**Tugas Anda:** Tolong salin tanpa perubahan bagian dari teks tentang patung Tirto Adhi Soerjo di bawah, mulai dari "Tirto Adhi Soerjo." dan berakhir pada "Pers Adhi Soerjo.".
===== Kutipan Teks =====
Tirto Adhi Soerjo. Perintis Persuratkabaran dan Kewartawanan Nasional
SETELAH sekilan lama insan pers dan budayawan di Cianjur, Jawa Barat, memiliki keinginan Cianjur memiliki pembangunan monumental tentang Adhi Soerjo, akhirnya kini Cianjur memiliki patung Adhi Soerjo. Walaupun sebelumnya memiliki besar ingin memiliki Museum Pers Adhi Soerjo.
Patung Tirto Adhi Suro, sekarang berdiri sebelah kiri teras masuk Bale Pawarti PWI Perwakilan Kabupaten Cianjur, yang cukup megah. Patung ini, dibangun atas prakarsa Pemkab Cianjur. Jum’at (19/11) diresmikan oleh Ketua PWI Cabang Jawa Barat, H. Hilman Hidayat, disaksikan Sekda Cianjur, H. Aban Sobandi, Kabag Humas, Iyus Yusuf, para wartawan dan perserta OKK (Orientasi Kewartawanan dan Korganisasian) 2019 yang diikuti 55 peserta.
===== Entri Mentah =====
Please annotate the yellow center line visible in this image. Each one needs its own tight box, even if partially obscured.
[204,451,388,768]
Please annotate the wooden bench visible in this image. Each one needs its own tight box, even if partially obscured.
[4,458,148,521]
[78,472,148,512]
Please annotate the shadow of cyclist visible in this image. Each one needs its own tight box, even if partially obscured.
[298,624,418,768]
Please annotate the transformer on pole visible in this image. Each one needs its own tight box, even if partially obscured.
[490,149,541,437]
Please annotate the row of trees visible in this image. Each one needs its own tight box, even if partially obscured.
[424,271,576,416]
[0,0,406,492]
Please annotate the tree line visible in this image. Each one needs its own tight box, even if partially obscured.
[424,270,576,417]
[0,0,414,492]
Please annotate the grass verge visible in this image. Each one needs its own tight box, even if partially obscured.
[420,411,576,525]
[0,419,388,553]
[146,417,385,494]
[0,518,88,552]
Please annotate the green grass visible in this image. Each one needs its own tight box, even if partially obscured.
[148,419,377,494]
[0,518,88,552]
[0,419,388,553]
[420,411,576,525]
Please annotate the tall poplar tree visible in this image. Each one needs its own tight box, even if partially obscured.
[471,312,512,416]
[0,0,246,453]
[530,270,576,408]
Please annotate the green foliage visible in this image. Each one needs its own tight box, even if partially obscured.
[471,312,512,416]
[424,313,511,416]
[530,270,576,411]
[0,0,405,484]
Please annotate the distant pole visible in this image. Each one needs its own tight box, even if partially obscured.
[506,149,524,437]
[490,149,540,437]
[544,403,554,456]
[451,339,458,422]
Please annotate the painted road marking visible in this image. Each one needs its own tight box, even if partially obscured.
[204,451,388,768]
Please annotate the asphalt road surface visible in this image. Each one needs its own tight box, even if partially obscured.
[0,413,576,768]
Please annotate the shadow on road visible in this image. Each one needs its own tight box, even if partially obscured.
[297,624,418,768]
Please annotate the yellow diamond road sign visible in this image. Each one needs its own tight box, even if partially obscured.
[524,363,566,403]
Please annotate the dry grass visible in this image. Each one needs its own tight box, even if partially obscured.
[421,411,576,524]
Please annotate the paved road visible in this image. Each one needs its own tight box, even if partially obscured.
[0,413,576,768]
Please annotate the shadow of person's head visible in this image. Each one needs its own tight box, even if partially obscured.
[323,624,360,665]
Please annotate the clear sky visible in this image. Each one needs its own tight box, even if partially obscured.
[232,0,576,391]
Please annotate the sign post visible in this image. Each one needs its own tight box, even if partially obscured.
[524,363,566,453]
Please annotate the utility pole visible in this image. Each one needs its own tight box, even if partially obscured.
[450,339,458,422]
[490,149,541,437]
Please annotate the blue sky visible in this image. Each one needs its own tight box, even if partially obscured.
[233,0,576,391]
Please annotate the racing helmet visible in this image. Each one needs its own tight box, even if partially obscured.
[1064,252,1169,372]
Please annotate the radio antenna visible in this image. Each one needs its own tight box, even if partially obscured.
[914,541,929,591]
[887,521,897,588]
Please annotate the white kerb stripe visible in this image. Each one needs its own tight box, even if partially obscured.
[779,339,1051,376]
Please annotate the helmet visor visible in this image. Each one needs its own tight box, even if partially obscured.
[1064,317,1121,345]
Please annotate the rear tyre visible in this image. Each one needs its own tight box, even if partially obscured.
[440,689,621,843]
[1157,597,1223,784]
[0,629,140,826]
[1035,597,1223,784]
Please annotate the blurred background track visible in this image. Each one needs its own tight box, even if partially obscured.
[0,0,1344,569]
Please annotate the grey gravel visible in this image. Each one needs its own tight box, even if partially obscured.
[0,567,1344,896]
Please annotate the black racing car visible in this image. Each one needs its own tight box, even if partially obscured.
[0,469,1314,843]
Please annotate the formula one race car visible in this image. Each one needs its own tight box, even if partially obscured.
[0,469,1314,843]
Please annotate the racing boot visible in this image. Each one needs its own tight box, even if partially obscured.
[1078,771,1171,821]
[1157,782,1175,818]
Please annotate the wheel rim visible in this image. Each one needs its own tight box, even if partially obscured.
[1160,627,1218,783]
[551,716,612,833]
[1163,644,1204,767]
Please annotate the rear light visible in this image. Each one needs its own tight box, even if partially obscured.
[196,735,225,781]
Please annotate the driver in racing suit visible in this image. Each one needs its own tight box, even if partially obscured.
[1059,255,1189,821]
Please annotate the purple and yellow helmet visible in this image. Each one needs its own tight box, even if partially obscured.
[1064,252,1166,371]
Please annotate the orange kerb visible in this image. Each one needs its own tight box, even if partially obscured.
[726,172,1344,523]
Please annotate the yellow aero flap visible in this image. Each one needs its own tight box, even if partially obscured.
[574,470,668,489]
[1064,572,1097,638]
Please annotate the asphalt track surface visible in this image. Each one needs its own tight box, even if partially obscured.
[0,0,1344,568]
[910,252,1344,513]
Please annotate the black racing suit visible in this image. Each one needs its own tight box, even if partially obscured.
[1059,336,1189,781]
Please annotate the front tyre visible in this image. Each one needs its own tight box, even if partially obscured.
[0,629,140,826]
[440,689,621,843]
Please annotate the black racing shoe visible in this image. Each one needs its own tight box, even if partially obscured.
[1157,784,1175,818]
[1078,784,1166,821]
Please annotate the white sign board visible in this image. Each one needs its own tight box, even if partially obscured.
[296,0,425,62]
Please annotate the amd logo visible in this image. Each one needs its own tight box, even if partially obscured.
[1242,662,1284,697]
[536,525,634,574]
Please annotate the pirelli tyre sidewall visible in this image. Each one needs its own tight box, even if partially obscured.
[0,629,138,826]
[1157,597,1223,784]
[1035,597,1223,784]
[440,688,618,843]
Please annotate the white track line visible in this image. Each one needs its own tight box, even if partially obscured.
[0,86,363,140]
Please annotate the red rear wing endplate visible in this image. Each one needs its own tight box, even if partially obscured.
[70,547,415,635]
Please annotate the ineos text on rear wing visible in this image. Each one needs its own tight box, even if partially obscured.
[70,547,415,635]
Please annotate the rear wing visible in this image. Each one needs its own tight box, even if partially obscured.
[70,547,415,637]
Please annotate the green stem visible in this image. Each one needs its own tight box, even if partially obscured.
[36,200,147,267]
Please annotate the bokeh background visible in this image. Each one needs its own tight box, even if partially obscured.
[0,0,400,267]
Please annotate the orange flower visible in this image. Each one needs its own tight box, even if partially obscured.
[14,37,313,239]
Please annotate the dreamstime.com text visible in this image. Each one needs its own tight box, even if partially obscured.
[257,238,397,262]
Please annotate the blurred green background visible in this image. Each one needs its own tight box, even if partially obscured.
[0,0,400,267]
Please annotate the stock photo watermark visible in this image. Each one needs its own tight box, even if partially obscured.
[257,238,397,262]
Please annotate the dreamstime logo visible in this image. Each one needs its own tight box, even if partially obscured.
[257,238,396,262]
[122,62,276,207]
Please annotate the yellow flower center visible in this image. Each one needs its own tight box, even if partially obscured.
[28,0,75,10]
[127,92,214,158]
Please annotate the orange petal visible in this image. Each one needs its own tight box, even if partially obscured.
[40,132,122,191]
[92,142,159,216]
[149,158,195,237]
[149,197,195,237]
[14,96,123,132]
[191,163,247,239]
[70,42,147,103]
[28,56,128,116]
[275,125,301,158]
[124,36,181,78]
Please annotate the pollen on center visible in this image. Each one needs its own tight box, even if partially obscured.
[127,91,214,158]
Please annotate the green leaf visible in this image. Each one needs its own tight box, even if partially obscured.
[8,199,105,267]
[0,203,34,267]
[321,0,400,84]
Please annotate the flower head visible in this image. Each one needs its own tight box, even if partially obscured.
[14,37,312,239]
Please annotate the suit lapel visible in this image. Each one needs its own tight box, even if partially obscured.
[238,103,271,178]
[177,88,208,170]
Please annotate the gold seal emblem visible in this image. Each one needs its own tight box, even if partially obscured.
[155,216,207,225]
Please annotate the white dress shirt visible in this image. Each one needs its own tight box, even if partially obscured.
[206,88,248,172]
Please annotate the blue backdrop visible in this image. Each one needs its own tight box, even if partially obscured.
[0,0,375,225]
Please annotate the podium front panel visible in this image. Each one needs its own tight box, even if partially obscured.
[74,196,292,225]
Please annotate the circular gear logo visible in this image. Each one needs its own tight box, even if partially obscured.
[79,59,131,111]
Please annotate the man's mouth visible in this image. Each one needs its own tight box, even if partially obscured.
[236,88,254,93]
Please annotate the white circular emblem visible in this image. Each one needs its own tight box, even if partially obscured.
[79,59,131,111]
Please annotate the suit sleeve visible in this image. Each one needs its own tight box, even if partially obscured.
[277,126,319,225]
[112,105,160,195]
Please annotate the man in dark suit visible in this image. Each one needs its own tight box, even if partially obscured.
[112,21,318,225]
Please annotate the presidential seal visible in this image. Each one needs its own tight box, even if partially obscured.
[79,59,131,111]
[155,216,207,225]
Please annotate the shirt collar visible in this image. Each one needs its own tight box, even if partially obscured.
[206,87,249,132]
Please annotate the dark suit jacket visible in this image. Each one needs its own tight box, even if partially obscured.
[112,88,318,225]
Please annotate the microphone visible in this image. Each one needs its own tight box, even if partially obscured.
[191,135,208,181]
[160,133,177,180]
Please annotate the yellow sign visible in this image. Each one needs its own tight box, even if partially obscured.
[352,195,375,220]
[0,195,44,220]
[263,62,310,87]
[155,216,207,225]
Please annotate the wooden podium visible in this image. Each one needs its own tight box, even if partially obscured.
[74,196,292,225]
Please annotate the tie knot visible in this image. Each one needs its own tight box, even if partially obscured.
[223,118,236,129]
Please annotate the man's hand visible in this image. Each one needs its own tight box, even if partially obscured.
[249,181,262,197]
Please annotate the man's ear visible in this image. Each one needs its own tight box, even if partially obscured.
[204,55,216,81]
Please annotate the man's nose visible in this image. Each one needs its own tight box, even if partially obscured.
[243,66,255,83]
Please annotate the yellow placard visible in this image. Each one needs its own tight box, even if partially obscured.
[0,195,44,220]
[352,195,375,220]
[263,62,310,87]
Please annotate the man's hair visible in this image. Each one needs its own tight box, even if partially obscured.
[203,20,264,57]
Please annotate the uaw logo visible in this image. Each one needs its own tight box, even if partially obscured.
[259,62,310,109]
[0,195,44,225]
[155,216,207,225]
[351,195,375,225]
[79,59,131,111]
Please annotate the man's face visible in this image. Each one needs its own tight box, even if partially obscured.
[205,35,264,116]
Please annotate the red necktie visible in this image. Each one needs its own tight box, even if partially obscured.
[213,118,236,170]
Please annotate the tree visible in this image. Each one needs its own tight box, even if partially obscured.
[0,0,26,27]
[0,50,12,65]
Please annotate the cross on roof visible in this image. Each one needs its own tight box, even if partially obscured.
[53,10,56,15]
=====
**Hasil Tugas:**
Tirto Adhi Soerjo. Perintis Persuratkabaran dan Kewartawanan Nasional
SETELAH sekilan lama insan pers dan budayawan di Cianjur, Jawa Barat, memiliki keinginan Cianjur memiliki pembangunan monumental tentang Adhi Soerjo, akhirnya kini Cianjur memiliki patung Adhi Soerjo. Walaupun sebelumnya memiliki besar ingin memiliki Museum Pers Adhi Soerjo.